§ **Aim**: Convert the records below into a Markdown table with the columns Row and Text, with one numbered row per line and no blank lines. Start at the line that contains "Each instance of the green bush" and end after the line that contains "[[124, 430], [826, 422]]", and include only those lines.

§ **Records for processing**:
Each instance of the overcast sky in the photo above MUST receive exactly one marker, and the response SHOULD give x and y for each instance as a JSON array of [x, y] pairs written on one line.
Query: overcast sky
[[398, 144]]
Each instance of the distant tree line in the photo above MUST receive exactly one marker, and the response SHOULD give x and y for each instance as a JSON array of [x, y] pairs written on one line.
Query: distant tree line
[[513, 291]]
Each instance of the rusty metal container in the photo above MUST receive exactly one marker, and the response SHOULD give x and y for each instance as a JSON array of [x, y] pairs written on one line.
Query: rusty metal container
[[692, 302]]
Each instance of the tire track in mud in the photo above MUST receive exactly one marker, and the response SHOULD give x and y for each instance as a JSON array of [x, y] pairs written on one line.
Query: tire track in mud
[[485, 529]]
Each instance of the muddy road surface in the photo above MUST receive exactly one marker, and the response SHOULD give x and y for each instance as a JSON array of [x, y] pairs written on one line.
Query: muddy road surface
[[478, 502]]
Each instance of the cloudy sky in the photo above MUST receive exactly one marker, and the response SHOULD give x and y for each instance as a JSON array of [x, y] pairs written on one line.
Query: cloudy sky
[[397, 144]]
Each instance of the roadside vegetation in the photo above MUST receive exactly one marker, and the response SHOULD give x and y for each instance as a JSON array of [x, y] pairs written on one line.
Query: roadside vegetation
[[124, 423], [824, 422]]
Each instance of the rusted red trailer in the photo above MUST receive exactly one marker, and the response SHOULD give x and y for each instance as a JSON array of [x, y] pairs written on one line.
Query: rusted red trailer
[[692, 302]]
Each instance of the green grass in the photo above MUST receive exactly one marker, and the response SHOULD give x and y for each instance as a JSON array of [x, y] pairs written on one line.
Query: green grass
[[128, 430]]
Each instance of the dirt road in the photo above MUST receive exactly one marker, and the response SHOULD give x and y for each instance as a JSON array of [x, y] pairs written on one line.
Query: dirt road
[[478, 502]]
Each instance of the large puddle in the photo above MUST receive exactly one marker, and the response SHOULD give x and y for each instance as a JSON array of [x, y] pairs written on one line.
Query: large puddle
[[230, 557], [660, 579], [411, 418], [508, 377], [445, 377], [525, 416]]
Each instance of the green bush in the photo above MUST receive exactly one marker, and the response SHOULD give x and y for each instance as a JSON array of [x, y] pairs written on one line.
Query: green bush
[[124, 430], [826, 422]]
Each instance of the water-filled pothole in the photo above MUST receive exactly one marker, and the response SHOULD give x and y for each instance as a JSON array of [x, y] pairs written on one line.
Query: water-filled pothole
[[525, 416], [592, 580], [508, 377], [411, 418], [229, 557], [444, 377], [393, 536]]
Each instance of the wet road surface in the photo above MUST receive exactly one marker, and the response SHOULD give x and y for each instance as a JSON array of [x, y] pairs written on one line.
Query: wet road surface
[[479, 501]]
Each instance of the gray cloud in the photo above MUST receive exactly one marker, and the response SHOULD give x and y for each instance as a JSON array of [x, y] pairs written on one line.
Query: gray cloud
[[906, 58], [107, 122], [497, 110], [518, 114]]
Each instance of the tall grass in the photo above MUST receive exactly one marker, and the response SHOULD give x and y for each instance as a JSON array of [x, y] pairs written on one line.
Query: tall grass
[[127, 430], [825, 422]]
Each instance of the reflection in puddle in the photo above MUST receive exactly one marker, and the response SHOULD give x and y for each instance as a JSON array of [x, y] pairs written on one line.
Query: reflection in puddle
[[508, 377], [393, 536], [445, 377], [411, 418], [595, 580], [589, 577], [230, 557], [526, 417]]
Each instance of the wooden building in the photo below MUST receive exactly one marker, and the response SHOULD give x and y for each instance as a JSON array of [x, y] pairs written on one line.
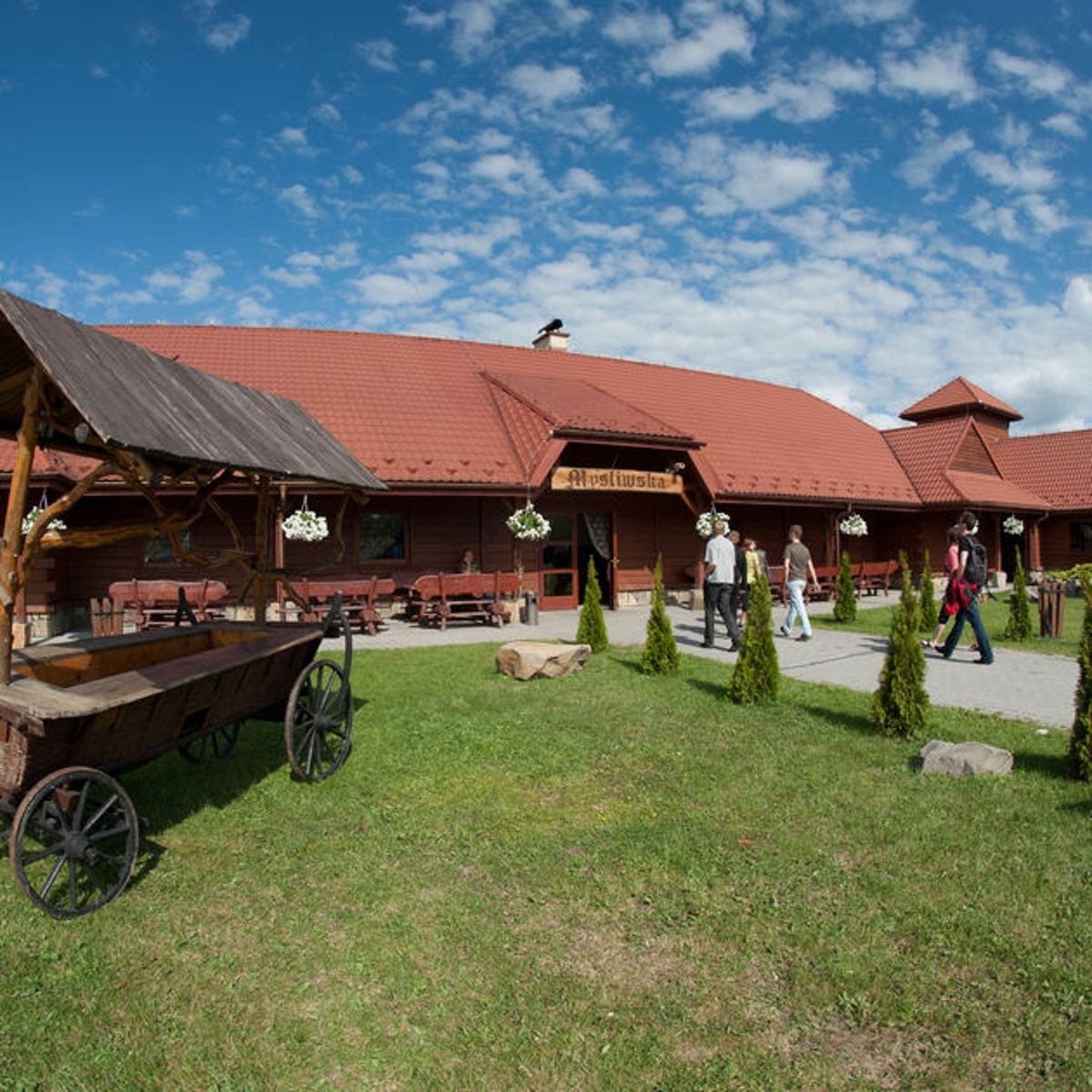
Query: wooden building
[[620, 456]]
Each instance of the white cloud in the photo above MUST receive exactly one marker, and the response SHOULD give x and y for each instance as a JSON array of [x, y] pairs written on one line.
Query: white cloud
[[546, 86], [939, 71], [703, 49], [298, 199], [1078, 299], [864, 12], [379, 54], [225, 36]]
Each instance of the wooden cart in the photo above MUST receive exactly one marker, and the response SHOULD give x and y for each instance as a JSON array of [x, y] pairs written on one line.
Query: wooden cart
[[74, 715]]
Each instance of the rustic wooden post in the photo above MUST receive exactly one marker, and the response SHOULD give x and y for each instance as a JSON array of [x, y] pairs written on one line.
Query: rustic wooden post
[[25, 442], [262, 549]]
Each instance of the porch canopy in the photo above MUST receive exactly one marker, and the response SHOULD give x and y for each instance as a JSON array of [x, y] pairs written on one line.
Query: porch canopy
[[110, 393]]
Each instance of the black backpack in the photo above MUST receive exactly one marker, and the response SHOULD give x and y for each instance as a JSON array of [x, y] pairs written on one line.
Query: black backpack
[[976, 567]]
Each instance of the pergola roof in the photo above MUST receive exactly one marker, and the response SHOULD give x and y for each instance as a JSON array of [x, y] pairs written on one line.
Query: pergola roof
[[135, 399]]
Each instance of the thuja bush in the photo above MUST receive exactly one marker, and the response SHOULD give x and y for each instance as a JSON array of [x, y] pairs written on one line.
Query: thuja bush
[[660, 654], [901, 703], [1018, 627], [593, 627], [926, 601], [1080, 738], [845, 594], [757, 672]]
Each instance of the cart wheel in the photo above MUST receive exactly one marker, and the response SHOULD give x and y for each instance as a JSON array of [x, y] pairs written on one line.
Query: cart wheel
[[217, 743], [74, 841], [318, 723]]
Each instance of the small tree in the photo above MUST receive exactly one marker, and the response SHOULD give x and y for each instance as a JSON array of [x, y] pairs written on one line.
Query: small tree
[[901, 703], [593, 627], [845, 594], [926, 601], [1080, 740], [757, 674], [660, 654], [910, 600], [1018, 628]]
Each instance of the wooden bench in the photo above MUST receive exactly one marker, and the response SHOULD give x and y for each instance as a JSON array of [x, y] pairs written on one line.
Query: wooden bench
[[462, 596], [876, 577], [157, 603], [359, 598]]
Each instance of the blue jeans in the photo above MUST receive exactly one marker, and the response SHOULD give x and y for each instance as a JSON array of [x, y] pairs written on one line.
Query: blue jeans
[[796, 607], [986, 649]]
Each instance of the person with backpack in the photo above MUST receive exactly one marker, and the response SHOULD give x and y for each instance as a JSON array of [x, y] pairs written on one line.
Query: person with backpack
[[972, 576]]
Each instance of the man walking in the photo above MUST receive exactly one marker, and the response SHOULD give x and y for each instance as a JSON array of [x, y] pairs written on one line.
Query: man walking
[[970, 578], [720, 576], [798, 567]]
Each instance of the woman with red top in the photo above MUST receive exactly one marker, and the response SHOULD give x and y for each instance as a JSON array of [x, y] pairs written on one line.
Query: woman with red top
[[954, 593]]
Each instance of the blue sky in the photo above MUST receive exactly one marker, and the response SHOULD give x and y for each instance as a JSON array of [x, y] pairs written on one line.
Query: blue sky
[[861, 197]]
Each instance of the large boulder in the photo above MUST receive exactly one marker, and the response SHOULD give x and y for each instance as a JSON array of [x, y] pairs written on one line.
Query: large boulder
[[961, 760], [529, 660]]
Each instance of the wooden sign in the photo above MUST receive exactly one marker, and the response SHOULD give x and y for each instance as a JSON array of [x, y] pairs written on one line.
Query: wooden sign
[[567, 479]]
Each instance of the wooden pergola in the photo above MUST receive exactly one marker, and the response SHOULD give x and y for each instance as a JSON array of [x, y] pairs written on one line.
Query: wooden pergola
[[152, 423]]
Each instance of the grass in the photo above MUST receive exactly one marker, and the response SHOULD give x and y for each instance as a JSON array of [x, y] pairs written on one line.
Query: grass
[[995, 614], [606, 882]]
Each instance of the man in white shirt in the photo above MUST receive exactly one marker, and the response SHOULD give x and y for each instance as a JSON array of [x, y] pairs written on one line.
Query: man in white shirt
[[720, 577]]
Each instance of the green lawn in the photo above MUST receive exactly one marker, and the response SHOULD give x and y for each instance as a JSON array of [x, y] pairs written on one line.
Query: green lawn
[[995, 615], [606, 882]]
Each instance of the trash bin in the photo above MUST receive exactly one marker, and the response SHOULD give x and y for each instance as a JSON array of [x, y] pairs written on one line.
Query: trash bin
[[1052, 607], [531, 609]]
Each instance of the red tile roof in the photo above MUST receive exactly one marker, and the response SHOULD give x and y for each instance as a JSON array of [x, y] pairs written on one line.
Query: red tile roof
[[421, 410], [1055, 465], [958, 394], [927, 452]]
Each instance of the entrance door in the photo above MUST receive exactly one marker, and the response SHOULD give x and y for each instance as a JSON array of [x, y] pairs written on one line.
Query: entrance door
[[560, 565]]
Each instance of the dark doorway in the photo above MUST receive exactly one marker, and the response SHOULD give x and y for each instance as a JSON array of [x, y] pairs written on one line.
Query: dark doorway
[[594, 535]]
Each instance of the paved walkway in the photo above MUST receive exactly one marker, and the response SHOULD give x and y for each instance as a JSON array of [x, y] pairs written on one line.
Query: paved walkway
[[1025, 685]]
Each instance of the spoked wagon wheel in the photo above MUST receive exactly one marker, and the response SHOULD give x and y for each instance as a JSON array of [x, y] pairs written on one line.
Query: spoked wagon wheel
[[217, 743], [318, 723], [74, 842]]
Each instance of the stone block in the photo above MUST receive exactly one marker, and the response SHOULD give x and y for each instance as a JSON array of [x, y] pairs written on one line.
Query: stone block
[[528, 660], [962, 760]]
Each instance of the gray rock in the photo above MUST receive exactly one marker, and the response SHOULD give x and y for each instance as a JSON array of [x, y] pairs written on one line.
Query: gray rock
[[960, 760], [528, 660]]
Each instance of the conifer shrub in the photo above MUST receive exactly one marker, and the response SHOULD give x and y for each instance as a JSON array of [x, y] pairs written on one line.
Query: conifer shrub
[[593, 627], [660, 654], [845, 594], [926, 601], [757, 674], [901, 703], [1018, 627], [1080, 738]]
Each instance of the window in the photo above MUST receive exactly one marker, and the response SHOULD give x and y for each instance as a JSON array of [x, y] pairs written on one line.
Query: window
[[158, 551], [1080, 538], [382, 536]]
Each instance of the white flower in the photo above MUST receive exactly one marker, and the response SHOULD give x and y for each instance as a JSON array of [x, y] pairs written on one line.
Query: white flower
[[305, 525], [528, 523], [705, 521], [32, 518]]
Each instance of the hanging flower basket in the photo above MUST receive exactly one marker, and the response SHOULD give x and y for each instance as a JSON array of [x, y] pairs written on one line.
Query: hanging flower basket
[[528, 523], [854, 525], [705, 521], [305, 525], [35, 513]]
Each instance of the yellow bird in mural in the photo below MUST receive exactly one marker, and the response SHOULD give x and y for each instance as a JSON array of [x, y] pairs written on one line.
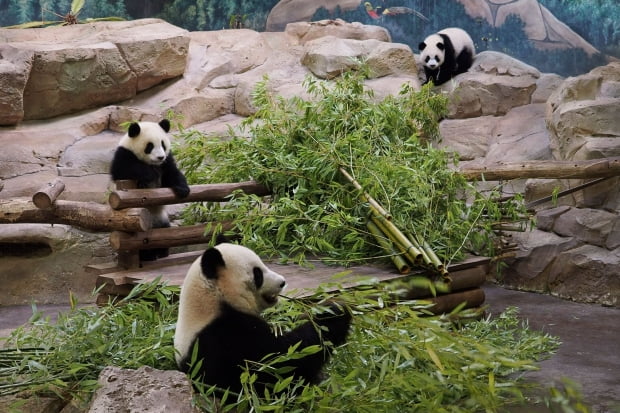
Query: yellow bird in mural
[[378, 12]]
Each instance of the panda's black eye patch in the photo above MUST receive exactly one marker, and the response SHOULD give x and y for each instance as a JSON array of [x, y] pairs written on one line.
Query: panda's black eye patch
[[258, 277]]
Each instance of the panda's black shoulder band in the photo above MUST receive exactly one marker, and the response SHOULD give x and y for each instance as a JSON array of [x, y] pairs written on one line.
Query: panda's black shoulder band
[[210, 262], [134, 130]]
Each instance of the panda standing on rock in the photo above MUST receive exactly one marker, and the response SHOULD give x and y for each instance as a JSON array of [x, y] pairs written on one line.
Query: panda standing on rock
[[446, 54], [143, 155], [223, 294]]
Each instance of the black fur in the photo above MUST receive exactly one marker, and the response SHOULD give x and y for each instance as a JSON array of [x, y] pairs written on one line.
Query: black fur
[[452, 65], [235, 337], [211, 262]]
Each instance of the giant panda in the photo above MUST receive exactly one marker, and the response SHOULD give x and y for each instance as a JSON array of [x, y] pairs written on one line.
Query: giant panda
[[222, 297], [446, 54], [143, 155]]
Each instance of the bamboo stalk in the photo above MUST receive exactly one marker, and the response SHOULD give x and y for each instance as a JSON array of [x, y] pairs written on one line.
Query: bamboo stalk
[[385, 243], [398, 238], [371, 201], [425, 258]]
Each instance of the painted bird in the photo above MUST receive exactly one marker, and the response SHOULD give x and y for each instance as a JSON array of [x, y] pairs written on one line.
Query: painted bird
[[378, 12]]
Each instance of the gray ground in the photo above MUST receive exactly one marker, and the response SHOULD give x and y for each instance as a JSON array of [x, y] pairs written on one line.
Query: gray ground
[[589, 354]]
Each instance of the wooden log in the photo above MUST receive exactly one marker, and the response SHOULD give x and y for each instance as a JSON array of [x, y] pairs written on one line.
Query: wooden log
[[597, 168], [45, 197], [88, 215], [162, 237], [198, 193]]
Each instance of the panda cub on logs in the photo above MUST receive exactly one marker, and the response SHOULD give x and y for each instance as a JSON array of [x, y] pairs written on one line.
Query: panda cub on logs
[[446, 54], [223, 294], [143, 155]]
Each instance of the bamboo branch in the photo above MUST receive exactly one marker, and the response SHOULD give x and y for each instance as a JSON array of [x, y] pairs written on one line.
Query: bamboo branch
[[374, 204], [387, 246]]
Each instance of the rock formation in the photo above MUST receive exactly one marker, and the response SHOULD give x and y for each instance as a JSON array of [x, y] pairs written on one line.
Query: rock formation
[[542, 28], [499, 112]]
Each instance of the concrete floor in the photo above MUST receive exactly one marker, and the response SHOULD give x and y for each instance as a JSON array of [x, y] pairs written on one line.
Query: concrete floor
[[590, 351], [589, 354]]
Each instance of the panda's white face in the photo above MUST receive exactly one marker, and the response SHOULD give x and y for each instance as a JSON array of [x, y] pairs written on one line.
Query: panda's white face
[[245, 282], [227, 273], [148, 141], [433, 51]]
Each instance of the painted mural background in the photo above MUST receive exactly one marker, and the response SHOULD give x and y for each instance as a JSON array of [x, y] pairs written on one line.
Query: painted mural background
[[567, 37]]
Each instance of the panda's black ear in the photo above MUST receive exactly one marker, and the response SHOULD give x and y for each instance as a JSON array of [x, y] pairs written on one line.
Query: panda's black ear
[[134, 130], [165, 125], [211, 262]]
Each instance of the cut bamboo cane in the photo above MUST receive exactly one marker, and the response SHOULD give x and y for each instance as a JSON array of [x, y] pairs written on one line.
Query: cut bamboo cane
[[365, 196], [398, 238], [387, 246]]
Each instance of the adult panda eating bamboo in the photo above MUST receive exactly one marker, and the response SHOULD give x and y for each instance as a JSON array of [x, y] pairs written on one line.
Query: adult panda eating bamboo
[[223, 294]]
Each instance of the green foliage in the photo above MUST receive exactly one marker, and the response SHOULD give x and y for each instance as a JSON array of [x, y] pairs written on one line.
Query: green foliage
[[297, 148], [397, 360], [68, 355]]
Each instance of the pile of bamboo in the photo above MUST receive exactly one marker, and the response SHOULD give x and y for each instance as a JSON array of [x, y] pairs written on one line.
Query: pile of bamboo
[[405, 250]]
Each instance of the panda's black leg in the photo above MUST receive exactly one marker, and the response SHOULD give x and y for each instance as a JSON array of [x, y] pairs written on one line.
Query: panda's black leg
[[331, 325]]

§ **Reply to the task**:
| Row | Text |
|---|---|
| 1 | Each instance of the green bush in the photo above MUST receive exactly one marker, and the response SHOULD give x and y for each instance as a JSON array of [x, y] pairs written on one line. |
| 2 | Query: green bush |
| 3 | [[124, 430], [826, 422]] |